# QUOTED PASSAGE

• • • • •

# Easiest way to transfer files from PC to Mac?



## PBear (Oct 8, 2006)

Hi,
I have a PC thats wired to a Linksys WRT54G and a wireless PB G4 1.67 Ghz 10.4.8. I would like to transfer some files from the PC to my PB. What would be the easiest way to transfer files and how would I configure both machines to accomplish this? Thanks.


----------



## eric2006 (Oct 8, 2006)

The easiest way would be to enable sharing. On the PowerBook, go to the Sharing pane of System Preferences, then check "Windows Sharing". On the Windows side of things, see this.
The PowerBook should show up as a network computer, and the Windows machine should show up in the Network tab of Finder.


----------



## PBear (Oct 8, 2006)

Thanks for the quick reply eric2006. I was hoping for a visual tutorial since I'm new to computers, my fault entirely, I should've added this to my post. I will read and give this a try. Again, thanks


----------



## eric2006 (Oct 8, 2006)

Well, if you don't get it, here's another guide:
http://forums.macrumors.com/showthread.php?t=54704


----------



## PBear (Oct 8, 2006)

I can get it if I read it thoroughly. I'm just lazy  LOL Thanks for the guide.


----------



## eric2006 (Oct 8, 2006)

If you get stuck on something, just post back and we'll explain it.


----------



## PBear (Oct 8, 2006)

Will do.


----------



## PBear (Oct 8, 2006)

OK, in the first tutorial in Turning on and turning off Simple File Sharing, there is noUse Simple File Sharing (Recommended) check box to turn on Simple File Sharing.
In the second one with visuals. Setting up the PC to share files

You need to create and share a folder on your PC that you will then access from your Mac.

• • • • •

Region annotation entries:
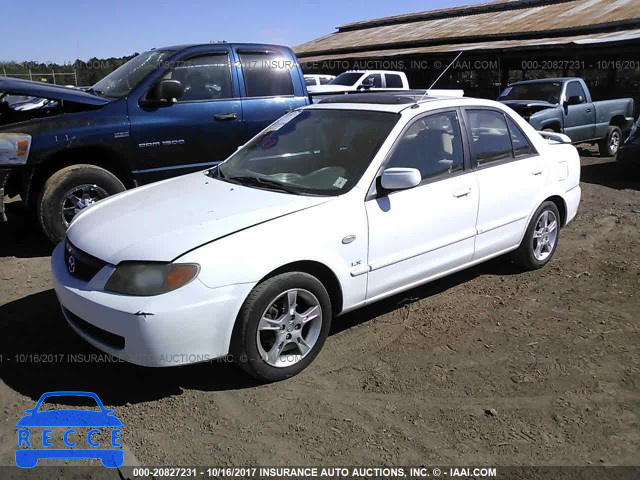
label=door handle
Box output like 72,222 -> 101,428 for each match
213,112 -> 238,120
453,187 -> 471,198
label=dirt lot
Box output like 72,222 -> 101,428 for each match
0,157 -> 640,465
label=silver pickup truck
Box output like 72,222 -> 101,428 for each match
498,77 -> 633,156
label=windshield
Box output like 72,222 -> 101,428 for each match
89,50 -> 175,98
329,72 -> 362,87
500,82 -> 562,103
218,109 -> 399,196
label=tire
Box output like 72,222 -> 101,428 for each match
37,165 -> 125,243
598,126 -> 622,157
511,201 -> 560,270
231,272 -> 332,382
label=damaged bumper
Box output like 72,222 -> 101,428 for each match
0,168 -> 11,222
0,133 -> 31,222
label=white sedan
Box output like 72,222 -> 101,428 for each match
52,93 -> 580,381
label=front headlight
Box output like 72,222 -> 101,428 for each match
104,262 -> 200,296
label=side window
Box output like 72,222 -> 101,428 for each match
387,112 -> 464,180
565,82 -> 587,101
240,52 -> 293,97
165,53 -> 233,102
507,115 -> 536,158
467,110 -> 512,165
384,73 -> 402,88
361,73 -> 382,88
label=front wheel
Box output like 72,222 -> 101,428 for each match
598,126 -> 622,157
511,201 -> 560,270
38,165 -> 125,243
231,272 -> 331,382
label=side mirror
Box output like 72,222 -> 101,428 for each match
144,80 -> 184,105
567,95 -> 584,105
380,167 -> 422,190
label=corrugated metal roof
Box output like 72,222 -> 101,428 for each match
294,0 -> 640,61
300,28 -> 640,63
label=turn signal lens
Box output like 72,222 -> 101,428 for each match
16,140 -> 29,157
104,262 -> 200,296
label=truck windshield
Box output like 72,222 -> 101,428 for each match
89,50 -> 175,98
329,72 -> 362,87
499,82 -> 562,103
218,109 -> 399,196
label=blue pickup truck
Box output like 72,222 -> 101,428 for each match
498,77 -> 633,156
0,42 -> 310,242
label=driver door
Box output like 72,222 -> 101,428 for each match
365,110 -> 479,300
129,47 -> 245,183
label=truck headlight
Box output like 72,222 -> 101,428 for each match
104,262 -> 200,297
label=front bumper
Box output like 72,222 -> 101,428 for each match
51,243 -> 254,367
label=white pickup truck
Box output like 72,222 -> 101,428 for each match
307,70 -> 409,93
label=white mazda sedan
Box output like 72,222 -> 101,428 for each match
51,92 -> 580,381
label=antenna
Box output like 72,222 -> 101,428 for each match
416,50 -> 462,104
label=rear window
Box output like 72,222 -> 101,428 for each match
240,52 -> 295,97
385,73 -> 402,88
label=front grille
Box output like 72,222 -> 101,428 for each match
64,239 -> 107,282
62,307 -> 124,350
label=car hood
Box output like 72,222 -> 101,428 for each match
67,172 -> 331,265
0,77 -> 109,106
16,409 -> 122,427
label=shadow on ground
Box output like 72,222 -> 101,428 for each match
0,255 -> 518,405
0,201 -> 53,258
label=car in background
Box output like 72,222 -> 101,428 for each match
616,117 -> 640,172
498,77 -> 633,157
304,73 -> 336,87
51,92 -> 581,381
0,42 -> 311,243
309,70 -> 409,93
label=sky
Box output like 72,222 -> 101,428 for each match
0,0 -> 480,64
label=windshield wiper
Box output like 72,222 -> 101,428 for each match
226,176 -> 300,194
85,87 -> 104,97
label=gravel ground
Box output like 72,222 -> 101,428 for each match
0,152 -> 640,472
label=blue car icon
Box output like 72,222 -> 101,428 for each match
16,391 -> 124,468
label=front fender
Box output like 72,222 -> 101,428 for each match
177,192 -> 368,309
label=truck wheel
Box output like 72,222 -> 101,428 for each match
38,165 -> 125,243
598,126 -> 622,157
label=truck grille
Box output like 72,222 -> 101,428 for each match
64,239 -> 107,282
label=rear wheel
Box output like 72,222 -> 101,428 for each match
231,272 -> 331,382
598,126 -> 622,157
511,201 -> 560,270
37,165 -> 125,243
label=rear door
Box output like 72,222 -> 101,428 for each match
563,80 -> 596,142
129,46 -> 243,183
464,108 -> 548,260
237,47 -> 308,140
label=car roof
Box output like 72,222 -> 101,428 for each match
511,77 -> 578,85
149,41 -> 289,51
305,90 -> 504,113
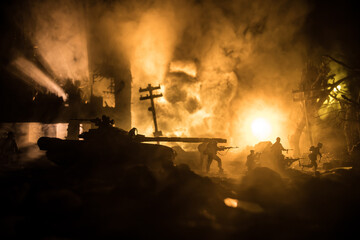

• • • • •

Based on the forum thread about moving files from a PC to a Mac, answer yes or no to each of the following statements and quote the thread's deciding words: (a) The PC is connected to the Linksys router by a wire. (b) The Windows machine is expected to appear in the Network tab of Finder. (c) PBear says they have a lot of experience with computers.

# THE RESULT
(a) Yes: "I have a PC thats wired to a Linksys WRT54G"
(b) Yes: "the Windows machine should show up in the Network tab of Finder"
(c) No: "I'm new to computers"